Quote all of the records below word for word, omitting the pictures.

Records of labeled boxes:
Start
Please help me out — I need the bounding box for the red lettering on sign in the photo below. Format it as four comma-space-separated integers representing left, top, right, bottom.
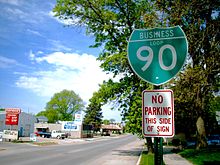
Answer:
152, 95, 163, 104
159, 118, 171, 124
146, 118, 157, 124
157, 126, 170, 132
End
- OUTPUT FOR THIS TASK
Please help me out — I need the bounding box for the red lettering on sign in the photo below. Format it as four comma-space-separated integers representing left, top, right, bottom.
Answer:
152, 95, 163, 104
159, 118, 171, 124
146, 118, 157, 124
157, 126, 170, 132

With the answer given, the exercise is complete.